# INSTRUCTIONS FOR THE TASK:
Copy all lines of the listing that include the string "white".

# EXERCISE INPUTS:
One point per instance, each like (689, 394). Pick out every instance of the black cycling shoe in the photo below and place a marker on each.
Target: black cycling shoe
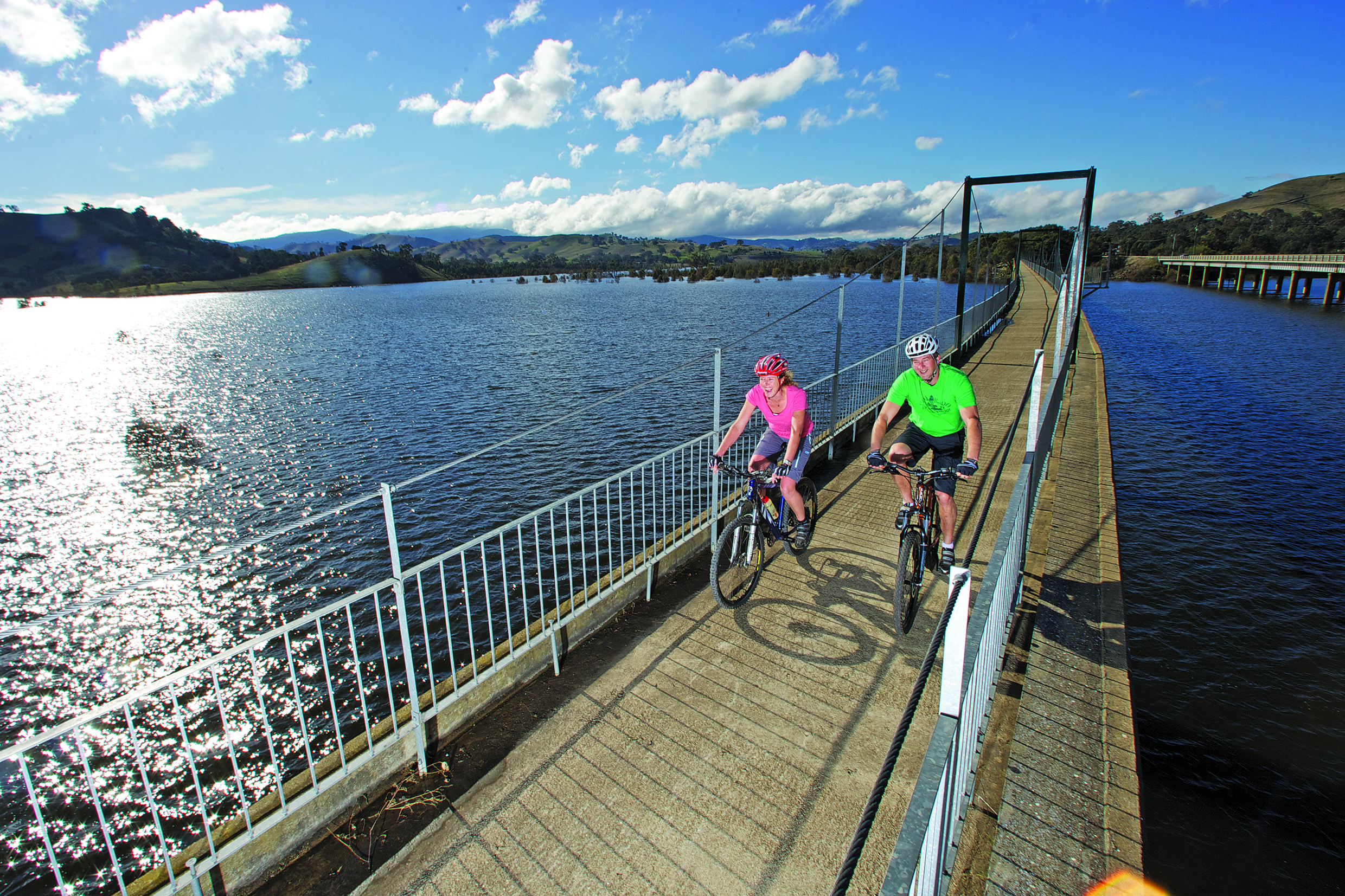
(946, 559)
(800, 535)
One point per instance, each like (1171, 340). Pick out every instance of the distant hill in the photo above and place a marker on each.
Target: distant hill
(1317, 194)
(329, 240)
(45, 252)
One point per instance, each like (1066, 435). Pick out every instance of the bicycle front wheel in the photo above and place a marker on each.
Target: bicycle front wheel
(736, 565)
(910, 577)
(809, 493)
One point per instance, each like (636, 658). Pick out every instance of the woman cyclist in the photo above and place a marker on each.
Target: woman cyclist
(789, 431)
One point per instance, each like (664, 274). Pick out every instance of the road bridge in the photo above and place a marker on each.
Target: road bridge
(1266, 274)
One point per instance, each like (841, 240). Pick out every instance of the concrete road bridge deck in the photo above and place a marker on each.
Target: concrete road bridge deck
(1266, 274)
(732, 751)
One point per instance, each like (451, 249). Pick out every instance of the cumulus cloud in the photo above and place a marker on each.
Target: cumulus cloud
(798, 209)
(21, 101)
(579, 152)
(712, 94)
(541, 183)
(523, 12)
(719, 104)
(814, 119)
(42, 31)
(197, 55)
(884, 77)
(528, 101)
(197, 156)
(354, 132)
(792, 23)
(424, 102)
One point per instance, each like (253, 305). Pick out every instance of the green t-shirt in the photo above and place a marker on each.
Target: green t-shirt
(934, 409)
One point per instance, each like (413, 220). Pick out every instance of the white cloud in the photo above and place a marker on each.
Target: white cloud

# ANSWER AREA:
One point per instance, each like (413, 220). Pick out every instance of the white cloud in the photo above and place a marker on each.
Target: white cloud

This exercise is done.